Items from a dataset:
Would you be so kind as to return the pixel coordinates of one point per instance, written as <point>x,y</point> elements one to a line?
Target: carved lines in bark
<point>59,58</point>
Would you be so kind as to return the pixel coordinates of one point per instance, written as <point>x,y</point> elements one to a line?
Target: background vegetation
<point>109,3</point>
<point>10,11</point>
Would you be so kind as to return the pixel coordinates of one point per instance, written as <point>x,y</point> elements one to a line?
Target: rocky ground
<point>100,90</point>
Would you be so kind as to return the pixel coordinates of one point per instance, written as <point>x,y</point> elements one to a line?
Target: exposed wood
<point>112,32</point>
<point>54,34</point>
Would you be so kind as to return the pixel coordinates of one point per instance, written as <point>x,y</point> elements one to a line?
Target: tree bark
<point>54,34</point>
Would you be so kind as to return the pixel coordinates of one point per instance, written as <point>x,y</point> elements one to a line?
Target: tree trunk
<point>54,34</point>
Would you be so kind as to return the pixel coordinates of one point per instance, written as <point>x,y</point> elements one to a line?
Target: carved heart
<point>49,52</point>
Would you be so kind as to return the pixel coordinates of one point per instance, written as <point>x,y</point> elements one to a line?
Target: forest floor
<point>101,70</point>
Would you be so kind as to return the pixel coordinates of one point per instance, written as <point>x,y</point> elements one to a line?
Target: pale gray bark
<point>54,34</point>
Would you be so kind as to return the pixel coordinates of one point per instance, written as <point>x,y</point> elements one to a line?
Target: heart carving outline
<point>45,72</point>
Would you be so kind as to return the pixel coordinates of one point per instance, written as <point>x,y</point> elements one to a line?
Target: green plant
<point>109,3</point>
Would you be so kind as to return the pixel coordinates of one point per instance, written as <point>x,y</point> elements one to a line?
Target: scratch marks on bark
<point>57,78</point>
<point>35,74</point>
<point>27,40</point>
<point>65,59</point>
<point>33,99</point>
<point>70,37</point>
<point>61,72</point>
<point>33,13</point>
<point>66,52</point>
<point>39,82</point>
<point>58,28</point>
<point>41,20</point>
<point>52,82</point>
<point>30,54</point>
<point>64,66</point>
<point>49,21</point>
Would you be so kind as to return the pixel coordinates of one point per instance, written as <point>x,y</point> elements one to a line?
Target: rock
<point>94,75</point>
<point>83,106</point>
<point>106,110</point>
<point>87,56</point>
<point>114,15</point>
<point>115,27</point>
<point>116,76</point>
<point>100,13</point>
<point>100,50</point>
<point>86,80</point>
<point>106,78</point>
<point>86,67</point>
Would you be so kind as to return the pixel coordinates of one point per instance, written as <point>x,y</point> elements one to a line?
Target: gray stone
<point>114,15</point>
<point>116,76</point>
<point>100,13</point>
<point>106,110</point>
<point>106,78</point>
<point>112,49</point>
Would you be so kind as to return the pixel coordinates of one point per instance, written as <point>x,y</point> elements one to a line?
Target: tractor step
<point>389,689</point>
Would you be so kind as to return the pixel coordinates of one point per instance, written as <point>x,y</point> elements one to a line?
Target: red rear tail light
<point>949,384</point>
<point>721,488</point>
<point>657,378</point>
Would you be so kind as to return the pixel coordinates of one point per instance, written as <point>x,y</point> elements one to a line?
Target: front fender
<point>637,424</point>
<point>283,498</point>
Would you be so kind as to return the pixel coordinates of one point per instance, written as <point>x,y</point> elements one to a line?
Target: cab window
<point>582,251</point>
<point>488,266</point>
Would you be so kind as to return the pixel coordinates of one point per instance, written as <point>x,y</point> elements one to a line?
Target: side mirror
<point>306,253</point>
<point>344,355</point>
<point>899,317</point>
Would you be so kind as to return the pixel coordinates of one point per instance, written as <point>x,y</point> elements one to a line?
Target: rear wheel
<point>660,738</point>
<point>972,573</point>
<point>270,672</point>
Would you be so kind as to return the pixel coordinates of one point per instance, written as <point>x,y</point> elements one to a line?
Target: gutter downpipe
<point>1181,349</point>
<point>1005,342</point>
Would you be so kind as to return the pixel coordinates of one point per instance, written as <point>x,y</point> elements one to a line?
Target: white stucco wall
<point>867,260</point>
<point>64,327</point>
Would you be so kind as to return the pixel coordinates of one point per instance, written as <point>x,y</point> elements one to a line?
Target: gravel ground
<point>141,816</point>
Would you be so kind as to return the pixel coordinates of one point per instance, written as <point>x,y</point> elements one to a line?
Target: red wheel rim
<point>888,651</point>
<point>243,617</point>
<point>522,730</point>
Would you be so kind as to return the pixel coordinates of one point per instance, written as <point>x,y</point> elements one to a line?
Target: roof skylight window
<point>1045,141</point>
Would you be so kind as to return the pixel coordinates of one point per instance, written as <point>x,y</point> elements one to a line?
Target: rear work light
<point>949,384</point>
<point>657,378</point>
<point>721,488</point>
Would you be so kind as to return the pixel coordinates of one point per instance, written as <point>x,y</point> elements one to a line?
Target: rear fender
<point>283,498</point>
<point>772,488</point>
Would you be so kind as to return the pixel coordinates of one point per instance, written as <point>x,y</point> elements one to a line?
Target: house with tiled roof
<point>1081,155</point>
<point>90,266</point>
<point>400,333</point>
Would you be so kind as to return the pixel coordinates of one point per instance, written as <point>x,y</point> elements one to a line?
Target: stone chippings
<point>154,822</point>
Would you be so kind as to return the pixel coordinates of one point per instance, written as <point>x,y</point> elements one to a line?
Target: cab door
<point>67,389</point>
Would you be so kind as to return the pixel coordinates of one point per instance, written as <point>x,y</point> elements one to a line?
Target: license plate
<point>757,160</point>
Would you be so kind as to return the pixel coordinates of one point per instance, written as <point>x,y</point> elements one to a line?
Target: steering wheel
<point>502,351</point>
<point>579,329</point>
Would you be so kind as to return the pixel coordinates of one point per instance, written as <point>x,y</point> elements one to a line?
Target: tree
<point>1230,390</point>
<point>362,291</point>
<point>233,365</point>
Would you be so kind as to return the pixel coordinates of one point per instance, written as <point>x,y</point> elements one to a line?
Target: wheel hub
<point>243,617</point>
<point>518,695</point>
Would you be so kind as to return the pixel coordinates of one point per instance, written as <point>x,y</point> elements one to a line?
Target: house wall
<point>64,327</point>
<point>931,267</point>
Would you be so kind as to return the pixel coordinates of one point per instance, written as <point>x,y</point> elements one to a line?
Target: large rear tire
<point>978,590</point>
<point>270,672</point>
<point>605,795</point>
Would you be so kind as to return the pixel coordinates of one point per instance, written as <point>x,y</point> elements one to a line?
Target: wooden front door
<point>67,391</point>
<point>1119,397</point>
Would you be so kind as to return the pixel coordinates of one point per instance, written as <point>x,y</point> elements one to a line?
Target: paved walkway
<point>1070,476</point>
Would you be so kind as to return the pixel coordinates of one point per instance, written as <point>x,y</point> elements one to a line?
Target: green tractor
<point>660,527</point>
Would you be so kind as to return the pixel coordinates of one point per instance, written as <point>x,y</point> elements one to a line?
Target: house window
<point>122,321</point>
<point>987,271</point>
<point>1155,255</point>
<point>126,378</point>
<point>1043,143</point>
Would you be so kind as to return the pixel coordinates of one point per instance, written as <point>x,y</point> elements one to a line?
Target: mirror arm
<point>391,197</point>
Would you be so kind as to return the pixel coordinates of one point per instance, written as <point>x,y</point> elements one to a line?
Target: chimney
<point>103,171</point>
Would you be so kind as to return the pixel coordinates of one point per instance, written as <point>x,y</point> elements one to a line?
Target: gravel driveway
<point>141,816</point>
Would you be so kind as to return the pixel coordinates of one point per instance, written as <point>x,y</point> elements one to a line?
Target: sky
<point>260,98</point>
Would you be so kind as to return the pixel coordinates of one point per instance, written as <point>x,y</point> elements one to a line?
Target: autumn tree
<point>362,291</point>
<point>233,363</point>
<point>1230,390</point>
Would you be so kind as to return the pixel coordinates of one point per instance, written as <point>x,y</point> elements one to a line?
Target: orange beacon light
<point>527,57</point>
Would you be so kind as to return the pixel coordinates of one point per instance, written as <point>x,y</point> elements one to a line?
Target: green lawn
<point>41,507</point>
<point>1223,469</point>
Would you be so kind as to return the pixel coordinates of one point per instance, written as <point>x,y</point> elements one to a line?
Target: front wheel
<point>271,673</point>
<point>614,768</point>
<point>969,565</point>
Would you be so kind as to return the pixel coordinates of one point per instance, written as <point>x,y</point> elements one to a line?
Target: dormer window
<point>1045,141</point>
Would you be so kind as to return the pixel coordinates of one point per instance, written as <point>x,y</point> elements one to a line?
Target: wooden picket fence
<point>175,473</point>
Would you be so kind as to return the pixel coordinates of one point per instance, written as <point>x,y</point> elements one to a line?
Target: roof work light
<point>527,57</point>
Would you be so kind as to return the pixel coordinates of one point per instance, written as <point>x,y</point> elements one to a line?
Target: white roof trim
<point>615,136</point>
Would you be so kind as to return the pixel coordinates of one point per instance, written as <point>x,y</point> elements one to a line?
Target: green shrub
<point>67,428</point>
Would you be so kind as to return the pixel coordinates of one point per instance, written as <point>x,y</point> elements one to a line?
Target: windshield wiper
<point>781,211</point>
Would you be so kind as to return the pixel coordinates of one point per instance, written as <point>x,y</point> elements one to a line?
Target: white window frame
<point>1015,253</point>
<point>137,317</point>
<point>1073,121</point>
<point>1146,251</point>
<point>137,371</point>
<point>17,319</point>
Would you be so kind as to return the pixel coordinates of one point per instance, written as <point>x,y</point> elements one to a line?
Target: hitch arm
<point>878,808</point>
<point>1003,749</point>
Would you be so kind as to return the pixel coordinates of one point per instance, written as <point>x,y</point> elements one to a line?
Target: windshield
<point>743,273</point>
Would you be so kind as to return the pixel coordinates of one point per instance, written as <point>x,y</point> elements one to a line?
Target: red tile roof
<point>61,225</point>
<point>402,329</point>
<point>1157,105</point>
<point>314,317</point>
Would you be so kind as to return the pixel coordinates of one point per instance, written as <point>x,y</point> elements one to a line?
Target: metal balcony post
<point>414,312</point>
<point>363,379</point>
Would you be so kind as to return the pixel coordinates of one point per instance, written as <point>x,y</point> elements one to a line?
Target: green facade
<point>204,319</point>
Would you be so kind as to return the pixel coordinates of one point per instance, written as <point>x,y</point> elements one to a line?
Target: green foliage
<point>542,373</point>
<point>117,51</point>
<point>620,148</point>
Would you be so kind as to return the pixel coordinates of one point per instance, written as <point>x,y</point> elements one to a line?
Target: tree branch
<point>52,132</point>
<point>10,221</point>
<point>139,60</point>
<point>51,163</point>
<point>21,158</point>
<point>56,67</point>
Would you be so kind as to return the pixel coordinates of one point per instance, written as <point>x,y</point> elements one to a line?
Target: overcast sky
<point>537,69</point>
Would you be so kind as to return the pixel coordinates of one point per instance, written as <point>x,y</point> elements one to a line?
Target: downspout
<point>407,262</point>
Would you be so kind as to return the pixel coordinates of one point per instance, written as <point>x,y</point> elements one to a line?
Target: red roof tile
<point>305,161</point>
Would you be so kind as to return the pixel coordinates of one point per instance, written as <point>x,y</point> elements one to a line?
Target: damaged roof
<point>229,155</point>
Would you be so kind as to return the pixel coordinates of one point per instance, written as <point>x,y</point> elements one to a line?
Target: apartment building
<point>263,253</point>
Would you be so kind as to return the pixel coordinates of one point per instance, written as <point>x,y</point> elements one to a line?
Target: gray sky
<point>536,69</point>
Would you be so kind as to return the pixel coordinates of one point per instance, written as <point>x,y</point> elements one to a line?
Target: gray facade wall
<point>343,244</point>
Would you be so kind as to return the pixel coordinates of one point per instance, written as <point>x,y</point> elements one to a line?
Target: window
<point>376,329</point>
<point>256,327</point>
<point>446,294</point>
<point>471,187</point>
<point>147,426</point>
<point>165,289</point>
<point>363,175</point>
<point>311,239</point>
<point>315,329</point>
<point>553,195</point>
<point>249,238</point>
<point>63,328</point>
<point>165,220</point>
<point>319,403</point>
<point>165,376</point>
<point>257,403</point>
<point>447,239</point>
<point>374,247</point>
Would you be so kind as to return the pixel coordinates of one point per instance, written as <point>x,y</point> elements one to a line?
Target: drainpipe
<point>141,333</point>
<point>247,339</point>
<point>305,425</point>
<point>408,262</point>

**REQUIRED WORK:**
The line containing "Target: red roof tile" and all lines after it, through the end of the entries above, are to be returned exactly and alone.

**RESULT:**
Target: red roof tile
<point>305,161</point>
Would you be so kind as to return the pixel coordinates of one point per instance, written as <point>x,y</point> elements one to a line?
Target: damaged roof
<point>229,155</point>
Would you be so kind as to return the pixel coordinates of one point per instance, written as <point>x,y</point> elements one to a line?
Target: apartment building
<point>263,253</point>
Would you be so kind as to return the pixel coordinates of one point per instance, written as <point>x,y</point> elements one to a line?
Target: gray sky
<point>536,69</point>
Would you be so kind as to return the pixel coordinates of one point per instance, written as <point>x,y</point> elements one to a line?
Target: gray facade wall
<point>343,244</point>
Would you be so kind as to return the pixel coordinates of one point per instance, written as <point>x,y</point> elements one to a line?
Target: window
<point>376,329</point>
<point>256,327</point>
<point>446,294</point>
<point>471,187</point>
<point>147,426</point>
<point>165,289</point>
<point>363,175</point>
<point>311,239</point>
<point>315,329</point>
<point>553,195</point>
<point>249,238</point>
<point>63,328</point>
<point>165,220</point>
<point>319,403</point>
<point>165,376</point>
<point>257,403</point>
<point>447,239</point>
<point>374,247</point>
Would you be so kind as to return the pixel coordinates of one point per instance, written as <point>x,y</point> elements one to a line?
Target: drainpipe
<point>141,333</point>
<point>247,339</point>
<point>305,425</point>
<point>408,262</point>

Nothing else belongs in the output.